#### RECORDED DATA

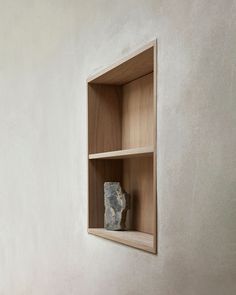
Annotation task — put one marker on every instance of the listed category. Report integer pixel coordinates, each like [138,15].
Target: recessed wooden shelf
[135,239]
[122,154]
[122,145]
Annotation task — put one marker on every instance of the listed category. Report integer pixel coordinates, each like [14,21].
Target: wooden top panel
[128,69]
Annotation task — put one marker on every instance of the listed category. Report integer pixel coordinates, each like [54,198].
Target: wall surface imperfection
[47,50]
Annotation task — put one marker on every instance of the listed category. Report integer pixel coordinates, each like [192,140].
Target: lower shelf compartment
[134,239]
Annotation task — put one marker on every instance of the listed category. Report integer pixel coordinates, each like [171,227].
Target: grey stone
[117,202]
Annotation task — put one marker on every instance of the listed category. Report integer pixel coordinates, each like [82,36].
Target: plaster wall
[47,50]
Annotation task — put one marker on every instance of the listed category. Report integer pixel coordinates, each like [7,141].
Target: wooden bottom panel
[134,239]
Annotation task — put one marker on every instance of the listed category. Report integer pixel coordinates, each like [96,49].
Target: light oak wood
[101,171]
[104,121]
[128,69]
[137,179]
[131,238]
[122,135]
[122,154]
[137,113]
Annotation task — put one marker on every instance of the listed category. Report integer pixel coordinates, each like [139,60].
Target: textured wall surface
[47,50]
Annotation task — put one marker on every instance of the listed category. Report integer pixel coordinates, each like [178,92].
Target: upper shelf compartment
[121,105]
[128,69]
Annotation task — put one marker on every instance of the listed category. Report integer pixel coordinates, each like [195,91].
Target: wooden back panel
[104,122]
[101,171]
[138,181]
[137,113]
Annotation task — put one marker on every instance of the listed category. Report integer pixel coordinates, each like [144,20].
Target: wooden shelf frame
[122,145]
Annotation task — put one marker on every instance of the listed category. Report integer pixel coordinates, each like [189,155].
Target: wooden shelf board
[122,154]
[134,239]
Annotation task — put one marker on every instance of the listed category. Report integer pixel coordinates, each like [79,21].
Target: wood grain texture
[138,182]
[101,171]
[134,239]
[122,137]
[137,113]
[128,69]
[104,121]
[122,154]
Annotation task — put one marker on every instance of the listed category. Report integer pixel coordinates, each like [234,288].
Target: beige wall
[47,50]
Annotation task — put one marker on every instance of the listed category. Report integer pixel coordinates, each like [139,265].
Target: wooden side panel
[104,124]
[99,172]
[137,113]
[138,181]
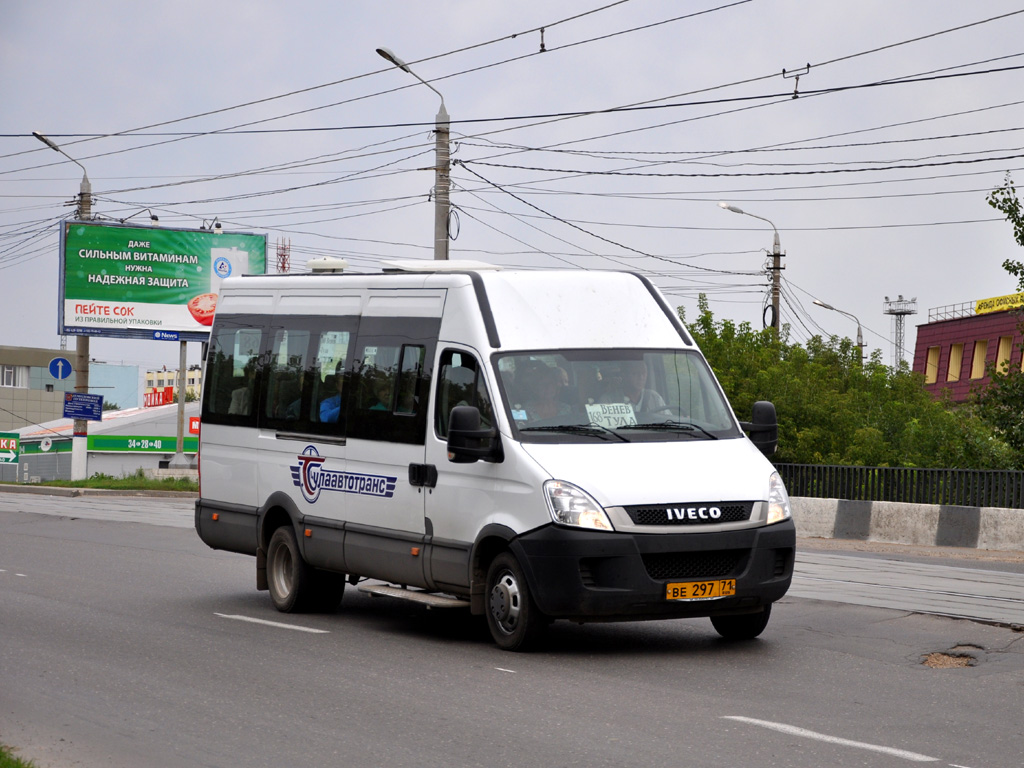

########

- INSTRUCTIONS TO FOLLOW
Any picture in the material is to be dropped; the rest is repeated exactly.

- OUTPUT FOR THIS EXERCISE
Annotation task — put one marker on every instance of the listed category. Report integer pixel coordinates, each like [138,15].
Target: recessed wooden shelf
[135,239]
[122,154]
[122,145]
Annotation task — put one marker on every instance of the listed category. Report integer pixel coordinates, each like [14,21].
Target: wooden top panel
[128,69]
Annotation task — put one marker on every instance of the listed category. Report integer pixel coordinates, each like [54,198].
Target: wall surface imperfection
[47,50]
Annotation task — put one marker on every instance of the listed category. Report integer pixel coordinates, each like [192,140].
Target: lower shelf compartment
[134,239]
Annotation task — put one marker on every instance of the listed category. Report integer pixel coordinates, each like [171,227].
Target: grey stone
[117,202]
Annotation task — put one marker on every instance of the listed category. Report integer pixel coordinates, each like [82,36].
Target: plaster wall
[47,50]
Annotation task — put one marker on every instance of the listed category. Report integer pixel coordinates, each like [7,141].
Target: wooden bottom panel
[134,239]
Annotation task — put one marker on every instance of the listed category. Report integer pixel coordinates, each like [96,49].
Target: light oak wood
[101,171]
[104,121]
[128,69]
[137,179]
[131,238]
[122,135]
[122,154]
[137,113]
Annotation task — put one marker on every instance of the listed category. Report integer pixel coordinates, each like [139,60].
Target: textured wall surface
[47,50]
Annotation task — put one marker on every instance of the listed category. Report integer pixel coordinates, each like [178,92].
Target: upper shelf compartment
[121,105]
[128,69]
Annotation task — put one marker on every instance of the listed category. Report integer pixel coordinates, each like [195,91].
Target: wooden back panel
[104,122]
[101,171]
[138,181]
[137,113]
Annotation task — put one marker on every instance of the listed category. Report integer pixel coordinates, each like [144,20].
Target: wooden shelf frame
[122,145]
Annotation task — put one marker on every instance of the listed category. Report integer pixel coordinates, each like [189,155].
Target: wooden shelf board
[122,154]
[134,239]
Annotation task — put one marker on every instance of the listed category. Report integer pixel coordinates, each like [79,21].
Target: wood grain texture
[138,182]
[101,171]
[134,239]
[122,137]
[137,113]
[128,69]
[104,121]
[122,154]
Annotation task — put one marker on every instance of the listed category. Report integer pixel coordinates, each like [234,288].
Target: beige wall
[47,50]
Annotation task — put one marker on every instance of the listed category. Report integer pixel coordinates, each like [139,265].
Target: wooden side panel
[104,124]
[99,172]
[137,113]
[138,181]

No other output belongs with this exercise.